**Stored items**
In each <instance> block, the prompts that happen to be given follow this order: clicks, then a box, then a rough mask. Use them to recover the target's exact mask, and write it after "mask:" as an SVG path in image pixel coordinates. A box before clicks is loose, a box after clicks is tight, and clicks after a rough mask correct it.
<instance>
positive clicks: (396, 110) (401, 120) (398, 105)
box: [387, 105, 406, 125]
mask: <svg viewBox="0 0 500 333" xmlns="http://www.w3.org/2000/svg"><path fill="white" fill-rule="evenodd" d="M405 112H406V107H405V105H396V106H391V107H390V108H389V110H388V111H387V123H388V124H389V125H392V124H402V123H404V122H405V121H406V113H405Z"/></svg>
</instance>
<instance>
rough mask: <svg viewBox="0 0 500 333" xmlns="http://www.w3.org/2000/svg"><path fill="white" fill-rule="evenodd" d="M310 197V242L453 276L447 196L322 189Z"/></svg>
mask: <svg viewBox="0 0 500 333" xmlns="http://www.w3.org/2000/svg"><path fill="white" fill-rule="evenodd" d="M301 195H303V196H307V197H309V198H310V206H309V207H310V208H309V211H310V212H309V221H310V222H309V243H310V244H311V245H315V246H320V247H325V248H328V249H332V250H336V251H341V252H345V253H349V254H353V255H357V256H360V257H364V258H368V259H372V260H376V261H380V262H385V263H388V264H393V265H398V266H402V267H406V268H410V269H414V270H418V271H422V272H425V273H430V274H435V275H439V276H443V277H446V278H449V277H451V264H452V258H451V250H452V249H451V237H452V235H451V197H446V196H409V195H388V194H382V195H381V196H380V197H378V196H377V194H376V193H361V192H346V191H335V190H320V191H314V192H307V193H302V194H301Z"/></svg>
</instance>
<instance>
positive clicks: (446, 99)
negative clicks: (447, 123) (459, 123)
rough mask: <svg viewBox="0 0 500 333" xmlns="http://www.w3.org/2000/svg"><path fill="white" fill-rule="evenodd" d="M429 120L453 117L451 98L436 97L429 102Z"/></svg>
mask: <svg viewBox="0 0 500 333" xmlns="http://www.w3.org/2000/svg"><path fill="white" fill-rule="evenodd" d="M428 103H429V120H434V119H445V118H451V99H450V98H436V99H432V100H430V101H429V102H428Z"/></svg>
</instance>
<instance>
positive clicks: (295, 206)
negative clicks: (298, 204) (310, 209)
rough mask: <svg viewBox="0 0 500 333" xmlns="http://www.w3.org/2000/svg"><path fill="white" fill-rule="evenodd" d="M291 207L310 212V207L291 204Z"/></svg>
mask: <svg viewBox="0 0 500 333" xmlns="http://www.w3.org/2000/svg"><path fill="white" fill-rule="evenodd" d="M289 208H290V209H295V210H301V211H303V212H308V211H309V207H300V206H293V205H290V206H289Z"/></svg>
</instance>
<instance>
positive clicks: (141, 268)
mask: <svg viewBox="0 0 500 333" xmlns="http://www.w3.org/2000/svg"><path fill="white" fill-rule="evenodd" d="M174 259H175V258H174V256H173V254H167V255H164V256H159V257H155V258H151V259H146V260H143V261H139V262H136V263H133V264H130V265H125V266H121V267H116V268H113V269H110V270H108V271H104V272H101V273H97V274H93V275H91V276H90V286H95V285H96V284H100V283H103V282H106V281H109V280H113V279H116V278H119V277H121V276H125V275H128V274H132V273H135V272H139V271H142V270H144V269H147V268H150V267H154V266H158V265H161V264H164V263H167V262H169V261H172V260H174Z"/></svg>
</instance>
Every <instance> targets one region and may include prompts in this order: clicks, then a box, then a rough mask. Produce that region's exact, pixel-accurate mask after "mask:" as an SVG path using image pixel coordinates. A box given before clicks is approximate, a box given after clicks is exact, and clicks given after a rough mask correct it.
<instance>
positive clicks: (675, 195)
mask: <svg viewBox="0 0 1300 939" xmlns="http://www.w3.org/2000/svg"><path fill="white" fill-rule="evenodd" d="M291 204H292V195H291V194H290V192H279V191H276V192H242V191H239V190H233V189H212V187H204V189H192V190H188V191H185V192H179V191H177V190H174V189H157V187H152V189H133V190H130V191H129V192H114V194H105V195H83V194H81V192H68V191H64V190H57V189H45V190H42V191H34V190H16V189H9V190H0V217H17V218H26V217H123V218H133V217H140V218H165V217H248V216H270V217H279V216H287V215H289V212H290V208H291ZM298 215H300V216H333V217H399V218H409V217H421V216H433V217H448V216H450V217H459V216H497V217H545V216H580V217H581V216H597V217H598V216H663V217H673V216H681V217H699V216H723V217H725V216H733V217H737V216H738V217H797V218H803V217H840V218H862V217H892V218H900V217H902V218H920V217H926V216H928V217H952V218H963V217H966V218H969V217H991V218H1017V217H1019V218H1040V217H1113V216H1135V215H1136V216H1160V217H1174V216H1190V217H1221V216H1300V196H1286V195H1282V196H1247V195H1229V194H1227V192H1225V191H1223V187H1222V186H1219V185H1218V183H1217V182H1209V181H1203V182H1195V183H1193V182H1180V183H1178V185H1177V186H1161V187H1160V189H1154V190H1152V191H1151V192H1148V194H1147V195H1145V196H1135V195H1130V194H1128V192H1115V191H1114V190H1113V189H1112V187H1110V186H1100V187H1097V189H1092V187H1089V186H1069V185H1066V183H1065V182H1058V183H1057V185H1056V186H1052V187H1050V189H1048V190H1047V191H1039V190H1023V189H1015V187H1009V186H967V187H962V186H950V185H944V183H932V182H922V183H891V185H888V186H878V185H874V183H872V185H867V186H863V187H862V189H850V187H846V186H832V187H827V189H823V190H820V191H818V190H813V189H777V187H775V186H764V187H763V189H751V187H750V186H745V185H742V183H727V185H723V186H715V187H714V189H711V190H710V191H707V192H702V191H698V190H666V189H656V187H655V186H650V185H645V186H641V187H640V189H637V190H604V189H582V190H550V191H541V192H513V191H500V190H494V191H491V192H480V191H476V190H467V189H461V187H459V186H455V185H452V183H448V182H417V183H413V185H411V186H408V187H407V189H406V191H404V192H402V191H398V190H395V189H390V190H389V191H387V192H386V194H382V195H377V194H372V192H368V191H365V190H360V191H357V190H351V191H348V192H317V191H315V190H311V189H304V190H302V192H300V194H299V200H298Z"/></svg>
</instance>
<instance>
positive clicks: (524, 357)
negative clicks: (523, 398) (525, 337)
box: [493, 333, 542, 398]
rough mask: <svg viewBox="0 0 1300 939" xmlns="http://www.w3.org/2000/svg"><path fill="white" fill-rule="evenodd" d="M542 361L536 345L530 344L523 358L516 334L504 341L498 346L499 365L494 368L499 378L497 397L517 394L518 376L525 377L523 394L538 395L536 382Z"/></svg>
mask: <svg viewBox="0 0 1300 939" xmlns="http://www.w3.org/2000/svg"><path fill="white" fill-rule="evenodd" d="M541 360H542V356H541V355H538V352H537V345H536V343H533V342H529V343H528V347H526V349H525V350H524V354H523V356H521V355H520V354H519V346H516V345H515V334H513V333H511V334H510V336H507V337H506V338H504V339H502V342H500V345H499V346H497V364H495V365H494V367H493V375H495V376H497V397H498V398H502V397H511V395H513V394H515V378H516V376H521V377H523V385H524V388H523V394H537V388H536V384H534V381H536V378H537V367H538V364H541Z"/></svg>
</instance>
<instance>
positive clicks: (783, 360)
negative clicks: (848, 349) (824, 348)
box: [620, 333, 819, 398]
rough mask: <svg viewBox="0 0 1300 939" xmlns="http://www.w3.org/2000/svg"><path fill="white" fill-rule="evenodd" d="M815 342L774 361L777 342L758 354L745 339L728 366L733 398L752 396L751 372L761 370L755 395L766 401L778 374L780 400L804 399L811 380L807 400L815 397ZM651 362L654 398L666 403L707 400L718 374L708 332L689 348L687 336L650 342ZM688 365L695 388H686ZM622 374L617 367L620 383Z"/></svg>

**The task**
Pull out each line of the entries above that contains the string "positive", matching case exactly.

**Answer for this exercise**
positive clicks: (396, 110) (401, 120) (398, 105)
positive clicks: (446, 99)
positive clicks: (295, 206)
positive clicks: (141, 268)
positive clicks: (675, 195)
positive clicks: (524, 357)
positive clicks: (783, 360)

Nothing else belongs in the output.